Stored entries
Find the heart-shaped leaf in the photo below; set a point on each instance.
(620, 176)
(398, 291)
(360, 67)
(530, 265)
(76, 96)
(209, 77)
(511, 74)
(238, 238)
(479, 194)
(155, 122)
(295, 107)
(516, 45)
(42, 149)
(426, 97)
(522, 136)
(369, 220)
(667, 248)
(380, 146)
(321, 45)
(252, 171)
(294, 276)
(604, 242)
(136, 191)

> _Exercise description_
Please write out every one of the records above, line for line, without changing anything.

> _Answer to this problem_
Find the heart-shaped leaf in the photo below; set a point on each instance.
(620, 176)
(398, 291)
(360, 67)
(530, 265)
(76, 96)
(209, 77)
(511, 74)
(238, 238)
(479, 194)
(155, 122)
(295, 107)
(516, 45)
(42, 149)
(426, 97)
(522, 136)
(369, 220)
(667, 248)
(380, 146)
(321, 45)
(252, 171)
(294, 276)
(604, 242)
(136, 191)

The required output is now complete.